→ **GOAL OF THE EXERCISE**
Look for the string "before" in the material below. Copy every line where you find it.

# # # # # # #

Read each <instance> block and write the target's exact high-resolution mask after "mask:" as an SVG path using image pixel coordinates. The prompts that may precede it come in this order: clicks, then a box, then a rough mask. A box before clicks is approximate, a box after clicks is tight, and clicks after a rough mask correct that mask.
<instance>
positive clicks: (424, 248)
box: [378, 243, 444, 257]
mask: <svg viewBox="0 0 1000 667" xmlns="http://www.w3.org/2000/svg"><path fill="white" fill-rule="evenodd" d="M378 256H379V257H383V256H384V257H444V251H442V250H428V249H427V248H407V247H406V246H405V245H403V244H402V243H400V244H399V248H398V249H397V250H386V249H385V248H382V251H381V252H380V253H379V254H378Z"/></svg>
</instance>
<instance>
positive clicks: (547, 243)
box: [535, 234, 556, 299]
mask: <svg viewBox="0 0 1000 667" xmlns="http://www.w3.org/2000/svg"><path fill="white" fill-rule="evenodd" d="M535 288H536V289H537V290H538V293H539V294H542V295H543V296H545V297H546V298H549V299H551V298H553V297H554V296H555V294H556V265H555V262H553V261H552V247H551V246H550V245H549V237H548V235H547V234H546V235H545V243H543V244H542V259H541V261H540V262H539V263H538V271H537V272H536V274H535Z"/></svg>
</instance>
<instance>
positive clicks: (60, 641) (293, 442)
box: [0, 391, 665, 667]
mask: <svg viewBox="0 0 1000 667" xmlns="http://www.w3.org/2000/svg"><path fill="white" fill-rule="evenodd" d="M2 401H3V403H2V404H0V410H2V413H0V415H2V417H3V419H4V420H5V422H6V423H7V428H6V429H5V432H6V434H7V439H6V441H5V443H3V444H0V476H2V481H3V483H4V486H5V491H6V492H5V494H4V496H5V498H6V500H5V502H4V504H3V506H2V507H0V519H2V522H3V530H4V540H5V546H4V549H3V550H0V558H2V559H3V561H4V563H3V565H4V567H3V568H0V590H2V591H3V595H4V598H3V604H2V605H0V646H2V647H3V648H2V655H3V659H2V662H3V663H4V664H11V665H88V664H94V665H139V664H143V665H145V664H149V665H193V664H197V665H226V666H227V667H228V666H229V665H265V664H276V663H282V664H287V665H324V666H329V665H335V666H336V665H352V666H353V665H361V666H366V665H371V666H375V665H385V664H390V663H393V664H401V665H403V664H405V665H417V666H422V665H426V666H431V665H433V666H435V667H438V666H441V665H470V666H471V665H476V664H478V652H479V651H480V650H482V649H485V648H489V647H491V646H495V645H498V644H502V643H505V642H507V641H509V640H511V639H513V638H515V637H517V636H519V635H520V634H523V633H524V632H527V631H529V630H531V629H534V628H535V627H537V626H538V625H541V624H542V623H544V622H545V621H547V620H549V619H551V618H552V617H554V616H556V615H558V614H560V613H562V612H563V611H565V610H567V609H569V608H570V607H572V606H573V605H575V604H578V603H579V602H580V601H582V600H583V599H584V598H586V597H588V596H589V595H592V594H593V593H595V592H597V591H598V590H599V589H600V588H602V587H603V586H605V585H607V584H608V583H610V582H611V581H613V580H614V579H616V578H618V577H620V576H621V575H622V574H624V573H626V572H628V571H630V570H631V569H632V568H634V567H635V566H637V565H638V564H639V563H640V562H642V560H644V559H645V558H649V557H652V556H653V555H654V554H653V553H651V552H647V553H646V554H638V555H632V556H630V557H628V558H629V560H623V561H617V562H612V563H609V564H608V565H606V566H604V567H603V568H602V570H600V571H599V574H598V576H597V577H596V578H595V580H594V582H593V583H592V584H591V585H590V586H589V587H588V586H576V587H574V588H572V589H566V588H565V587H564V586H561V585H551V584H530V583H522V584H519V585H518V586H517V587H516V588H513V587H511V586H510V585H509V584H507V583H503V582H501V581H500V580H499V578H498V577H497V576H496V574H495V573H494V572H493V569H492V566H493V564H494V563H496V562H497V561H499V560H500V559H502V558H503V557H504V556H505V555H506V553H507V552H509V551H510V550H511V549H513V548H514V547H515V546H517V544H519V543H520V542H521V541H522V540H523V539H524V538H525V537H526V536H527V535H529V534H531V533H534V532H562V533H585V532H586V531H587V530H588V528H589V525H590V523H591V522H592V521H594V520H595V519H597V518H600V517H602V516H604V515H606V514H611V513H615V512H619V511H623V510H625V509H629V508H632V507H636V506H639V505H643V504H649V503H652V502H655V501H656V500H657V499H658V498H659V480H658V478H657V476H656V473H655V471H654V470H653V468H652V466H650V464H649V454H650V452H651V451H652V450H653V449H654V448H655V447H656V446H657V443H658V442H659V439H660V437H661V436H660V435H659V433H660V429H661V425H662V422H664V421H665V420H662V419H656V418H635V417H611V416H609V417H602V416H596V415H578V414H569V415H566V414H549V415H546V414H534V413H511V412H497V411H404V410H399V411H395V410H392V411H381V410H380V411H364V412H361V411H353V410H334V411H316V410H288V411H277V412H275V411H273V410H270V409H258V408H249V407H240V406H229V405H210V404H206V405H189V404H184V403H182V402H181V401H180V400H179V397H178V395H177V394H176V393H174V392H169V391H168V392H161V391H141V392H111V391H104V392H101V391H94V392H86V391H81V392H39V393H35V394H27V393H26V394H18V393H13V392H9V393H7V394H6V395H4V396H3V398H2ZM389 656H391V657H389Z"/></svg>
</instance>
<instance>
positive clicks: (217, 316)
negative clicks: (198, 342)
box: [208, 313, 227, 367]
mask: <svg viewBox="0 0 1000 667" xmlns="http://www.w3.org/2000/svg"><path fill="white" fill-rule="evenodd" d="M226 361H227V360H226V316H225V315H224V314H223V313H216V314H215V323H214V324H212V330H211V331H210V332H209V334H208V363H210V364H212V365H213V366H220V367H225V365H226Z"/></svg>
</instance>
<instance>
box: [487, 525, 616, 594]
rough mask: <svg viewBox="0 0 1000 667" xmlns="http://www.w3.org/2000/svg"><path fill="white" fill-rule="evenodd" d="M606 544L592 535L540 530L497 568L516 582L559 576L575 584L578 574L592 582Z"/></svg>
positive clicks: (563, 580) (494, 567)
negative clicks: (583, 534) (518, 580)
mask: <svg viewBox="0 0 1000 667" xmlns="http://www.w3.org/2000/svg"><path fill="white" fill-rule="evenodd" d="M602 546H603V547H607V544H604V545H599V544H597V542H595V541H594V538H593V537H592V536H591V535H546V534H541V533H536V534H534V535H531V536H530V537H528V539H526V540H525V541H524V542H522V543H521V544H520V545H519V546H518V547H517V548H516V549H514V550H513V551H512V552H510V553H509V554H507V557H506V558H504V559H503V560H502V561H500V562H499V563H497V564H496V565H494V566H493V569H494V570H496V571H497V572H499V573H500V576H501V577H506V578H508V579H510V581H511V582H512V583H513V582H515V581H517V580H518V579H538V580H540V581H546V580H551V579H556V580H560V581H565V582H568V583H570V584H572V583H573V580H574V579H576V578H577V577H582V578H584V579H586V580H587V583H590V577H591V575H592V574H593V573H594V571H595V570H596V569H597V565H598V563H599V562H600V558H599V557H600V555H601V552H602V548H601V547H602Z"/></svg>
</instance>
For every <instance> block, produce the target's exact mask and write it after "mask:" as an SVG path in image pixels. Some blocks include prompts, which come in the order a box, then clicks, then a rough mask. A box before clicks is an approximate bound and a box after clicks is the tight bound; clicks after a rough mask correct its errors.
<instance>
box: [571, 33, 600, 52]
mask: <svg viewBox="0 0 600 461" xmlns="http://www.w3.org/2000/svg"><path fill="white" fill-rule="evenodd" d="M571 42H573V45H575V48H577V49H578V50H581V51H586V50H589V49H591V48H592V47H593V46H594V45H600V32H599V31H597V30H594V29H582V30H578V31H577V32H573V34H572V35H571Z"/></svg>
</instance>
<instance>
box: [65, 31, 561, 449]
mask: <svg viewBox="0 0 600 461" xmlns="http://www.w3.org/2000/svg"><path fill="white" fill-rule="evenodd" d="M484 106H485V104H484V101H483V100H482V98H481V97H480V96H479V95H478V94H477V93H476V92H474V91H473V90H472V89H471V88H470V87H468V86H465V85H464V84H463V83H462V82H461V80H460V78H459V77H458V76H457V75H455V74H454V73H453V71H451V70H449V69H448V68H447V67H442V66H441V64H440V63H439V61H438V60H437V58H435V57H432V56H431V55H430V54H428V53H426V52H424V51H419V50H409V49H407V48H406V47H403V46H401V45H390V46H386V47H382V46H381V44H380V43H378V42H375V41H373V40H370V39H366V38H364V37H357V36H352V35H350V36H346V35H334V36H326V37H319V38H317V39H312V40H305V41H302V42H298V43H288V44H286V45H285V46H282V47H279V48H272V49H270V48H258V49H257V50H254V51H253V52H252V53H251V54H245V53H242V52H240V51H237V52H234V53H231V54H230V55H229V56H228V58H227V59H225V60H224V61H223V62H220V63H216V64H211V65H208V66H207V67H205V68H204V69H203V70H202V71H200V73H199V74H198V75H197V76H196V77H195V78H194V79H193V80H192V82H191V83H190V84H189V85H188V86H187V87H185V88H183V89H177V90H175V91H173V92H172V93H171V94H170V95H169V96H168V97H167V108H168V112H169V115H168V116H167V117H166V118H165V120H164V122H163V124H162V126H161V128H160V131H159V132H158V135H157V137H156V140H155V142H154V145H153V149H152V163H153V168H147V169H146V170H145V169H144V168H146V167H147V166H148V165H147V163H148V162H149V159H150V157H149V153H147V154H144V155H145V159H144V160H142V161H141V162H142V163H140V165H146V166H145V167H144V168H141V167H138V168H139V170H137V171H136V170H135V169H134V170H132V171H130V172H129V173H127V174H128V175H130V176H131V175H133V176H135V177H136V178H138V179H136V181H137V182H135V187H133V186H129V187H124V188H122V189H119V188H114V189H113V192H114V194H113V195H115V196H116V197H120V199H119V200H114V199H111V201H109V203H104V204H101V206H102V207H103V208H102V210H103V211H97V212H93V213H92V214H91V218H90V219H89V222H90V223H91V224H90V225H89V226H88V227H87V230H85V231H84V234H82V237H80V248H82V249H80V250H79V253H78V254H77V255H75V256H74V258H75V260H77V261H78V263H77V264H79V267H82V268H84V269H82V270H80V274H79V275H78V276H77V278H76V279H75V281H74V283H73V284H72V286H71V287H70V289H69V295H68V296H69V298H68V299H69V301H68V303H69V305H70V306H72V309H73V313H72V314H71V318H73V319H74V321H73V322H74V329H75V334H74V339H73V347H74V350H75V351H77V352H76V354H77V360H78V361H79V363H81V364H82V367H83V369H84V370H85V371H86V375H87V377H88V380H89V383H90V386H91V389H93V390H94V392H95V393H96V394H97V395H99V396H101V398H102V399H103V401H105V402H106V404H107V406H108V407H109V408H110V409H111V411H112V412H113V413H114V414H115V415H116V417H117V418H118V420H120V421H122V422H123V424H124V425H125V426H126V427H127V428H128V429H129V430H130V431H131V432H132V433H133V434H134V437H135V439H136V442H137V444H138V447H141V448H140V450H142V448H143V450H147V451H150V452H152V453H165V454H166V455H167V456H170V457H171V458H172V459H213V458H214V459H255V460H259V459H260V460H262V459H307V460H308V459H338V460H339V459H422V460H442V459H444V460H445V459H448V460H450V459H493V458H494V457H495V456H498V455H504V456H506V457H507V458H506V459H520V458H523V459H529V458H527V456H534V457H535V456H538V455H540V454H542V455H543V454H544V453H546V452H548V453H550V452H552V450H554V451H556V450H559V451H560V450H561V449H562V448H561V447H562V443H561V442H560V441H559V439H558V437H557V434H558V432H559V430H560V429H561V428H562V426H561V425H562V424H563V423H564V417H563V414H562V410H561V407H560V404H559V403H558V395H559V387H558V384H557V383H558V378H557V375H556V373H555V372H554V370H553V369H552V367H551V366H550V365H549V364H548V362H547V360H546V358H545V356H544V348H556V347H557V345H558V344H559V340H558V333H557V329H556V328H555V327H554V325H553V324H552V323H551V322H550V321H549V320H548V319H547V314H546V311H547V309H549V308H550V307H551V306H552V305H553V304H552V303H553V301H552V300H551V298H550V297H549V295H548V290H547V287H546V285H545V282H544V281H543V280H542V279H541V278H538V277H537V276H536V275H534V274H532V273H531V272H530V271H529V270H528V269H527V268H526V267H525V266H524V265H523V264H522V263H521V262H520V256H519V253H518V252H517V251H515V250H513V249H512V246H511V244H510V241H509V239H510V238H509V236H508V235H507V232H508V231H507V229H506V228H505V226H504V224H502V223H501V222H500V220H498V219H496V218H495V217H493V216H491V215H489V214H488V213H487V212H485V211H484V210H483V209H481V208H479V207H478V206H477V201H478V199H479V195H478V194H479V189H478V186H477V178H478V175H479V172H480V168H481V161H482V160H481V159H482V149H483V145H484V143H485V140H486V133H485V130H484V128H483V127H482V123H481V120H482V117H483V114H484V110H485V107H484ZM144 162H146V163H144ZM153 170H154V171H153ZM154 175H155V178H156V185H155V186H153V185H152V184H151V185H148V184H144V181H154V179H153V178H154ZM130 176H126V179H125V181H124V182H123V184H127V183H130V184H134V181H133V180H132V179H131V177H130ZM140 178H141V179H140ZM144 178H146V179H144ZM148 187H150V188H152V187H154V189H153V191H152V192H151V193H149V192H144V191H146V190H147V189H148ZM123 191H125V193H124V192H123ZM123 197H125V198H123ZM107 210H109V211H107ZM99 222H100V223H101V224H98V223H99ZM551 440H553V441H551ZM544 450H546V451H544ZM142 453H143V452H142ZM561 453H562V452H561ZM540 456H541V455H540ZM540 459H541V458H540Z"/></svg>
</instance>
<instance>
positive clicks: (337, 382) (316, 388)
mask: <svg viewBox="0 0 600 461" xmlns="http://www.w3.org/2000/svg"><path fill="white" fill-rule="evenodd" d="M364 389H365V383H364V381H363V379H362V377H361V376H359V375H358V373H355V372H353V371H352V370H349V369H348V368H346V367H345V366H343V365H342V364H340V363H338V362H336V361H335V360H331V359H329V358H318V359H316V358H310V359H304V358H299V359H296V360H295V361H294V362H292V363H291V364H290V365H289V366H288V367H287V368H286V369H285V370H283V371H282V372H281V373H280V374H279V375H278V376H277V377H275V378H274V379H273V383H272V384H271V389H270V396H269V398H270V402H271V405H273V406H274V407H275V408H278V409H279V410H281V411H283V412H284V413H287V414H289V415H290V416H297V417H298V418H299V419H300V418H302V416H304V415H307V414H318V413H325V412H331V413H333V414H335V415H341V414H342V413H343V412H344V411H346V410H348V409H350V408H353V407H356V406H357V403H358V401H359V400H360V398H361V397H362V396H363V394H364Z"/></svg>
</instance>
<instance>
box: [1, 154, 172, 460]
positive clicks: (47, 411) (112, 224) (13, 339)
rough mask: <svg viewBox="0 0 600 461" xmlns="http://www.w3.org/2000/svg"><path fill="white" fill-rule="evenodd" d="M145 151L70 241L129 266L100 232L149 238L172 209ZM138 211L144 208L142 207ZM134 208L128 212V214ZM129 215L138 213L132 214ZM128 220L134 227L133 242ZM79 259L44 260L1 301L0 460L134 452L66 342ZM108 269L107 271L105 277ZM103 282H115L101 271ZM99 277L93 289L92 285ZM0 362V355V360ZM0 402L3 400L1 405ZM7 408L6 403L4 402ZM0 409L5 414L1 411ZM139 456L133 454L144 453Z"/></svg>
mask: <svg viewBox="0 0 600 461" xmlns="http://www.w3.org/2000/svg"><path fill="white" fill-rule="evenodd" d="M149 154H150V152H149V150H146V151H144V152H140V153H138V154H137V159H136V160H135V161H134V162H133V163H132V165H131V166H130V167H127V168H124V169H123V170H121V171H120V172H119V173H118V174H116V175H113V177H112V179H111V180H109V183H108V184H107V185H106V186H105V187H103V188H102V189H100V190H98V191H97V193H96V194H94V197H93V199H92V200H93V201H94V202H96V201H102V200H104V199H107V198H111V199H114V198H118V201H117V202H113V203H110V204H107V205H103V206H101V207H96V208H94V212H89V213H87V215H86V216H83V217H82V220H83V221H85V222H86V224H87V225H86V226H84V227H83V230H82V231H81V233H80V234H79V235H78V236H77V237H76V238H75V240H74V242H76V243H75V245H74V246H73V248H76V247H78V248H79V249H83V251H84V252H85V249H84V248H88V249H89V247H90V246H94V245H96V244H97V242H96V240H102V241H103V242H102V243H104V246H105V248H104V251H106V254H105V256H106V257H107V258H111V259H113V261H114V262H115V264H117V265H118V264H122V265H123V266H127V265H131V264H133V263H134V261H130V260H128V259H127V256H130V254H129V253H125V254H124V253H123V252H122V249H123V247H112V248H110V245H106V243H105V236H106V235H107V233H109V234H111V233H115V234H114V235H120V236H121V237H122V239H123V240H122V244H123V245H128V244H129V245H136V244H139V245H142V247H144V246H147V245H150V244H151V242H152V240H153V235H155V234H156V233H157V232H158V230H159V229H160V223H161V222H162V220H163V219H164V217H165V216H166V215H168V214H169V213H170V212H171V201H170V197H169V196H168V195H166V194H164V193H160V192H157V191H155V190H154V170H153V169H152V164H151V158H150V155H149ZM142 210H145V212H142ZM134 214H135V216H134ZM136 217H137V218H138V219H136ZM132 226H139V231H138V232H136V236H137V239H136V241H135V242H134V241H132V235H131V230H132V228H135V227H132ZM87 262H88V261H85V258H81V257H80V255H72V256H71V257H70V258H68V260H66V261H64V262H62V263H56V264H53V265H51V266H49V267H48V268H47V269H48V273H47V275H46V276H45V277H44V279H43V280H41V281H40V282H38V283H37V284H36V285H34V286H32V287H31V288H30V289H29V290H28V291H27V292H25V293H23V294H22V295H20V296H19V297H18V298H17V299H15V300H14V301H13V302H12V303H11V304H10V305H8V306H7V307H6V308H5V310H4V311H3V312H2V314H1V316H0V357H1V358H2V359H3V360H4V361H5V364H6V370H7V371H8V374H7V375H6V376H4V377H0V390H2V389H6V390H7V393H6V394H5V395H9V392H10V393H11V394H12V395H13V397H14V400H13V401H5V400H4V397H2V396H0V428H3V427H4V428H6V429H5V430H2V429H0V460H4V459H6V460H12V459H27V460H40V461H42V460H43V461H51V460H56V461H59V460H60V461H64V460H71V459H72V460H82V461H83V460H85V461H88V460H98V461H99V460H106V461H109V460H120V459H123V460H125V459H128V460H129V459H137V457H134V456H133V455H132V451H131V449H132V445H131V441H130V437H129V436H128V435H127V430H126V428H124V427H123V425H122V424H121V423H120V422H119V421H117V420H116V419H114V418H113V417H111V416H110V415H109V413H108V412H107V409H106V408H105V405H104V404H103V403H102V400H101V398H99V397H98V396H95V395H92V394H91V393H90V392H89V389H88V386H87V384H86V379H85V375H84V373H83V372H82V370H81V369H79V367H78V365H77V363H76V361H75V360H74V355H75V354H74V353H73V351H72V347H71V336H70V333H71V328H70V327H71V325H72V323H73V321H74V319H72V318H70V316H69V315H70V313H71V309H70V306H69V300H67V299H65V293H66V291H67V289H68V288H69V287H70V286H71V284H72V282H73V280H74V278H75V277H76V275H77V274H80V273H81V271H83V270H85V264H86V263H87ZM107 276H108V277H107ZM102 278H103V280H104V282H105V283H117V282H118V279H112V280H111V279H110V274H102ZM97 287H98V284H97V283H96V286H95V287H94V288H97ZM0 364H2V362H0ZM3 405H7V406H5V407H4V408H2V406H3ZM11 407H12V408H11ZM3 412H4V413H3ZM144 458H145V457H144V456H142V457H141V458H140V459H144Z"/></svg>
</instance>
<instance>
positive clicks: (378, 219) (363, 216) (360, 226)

# # # # # # #

→ **YOUR SOLUTION**
Read each <instance> block and write the target's exact high-resolution mask after "mask:" as an SVG path using image pixel coordinates. The prompts that may precede it come in this order: clicks, then a box, then a rough mask. A box before clicks is approximate, a box after clicks is tight, and clicks after a rough mask correct that mask.
For every <instance> block, produce the target's exact mask and write it after "mask:" as an SVG path in image pixels. Some blocks include prompts, which come in the order a box, then clicks, then a rough mask. A box before clicks is an approximate bound and a box after clicks is the tight bound; clicks after a rough mask correct its errors.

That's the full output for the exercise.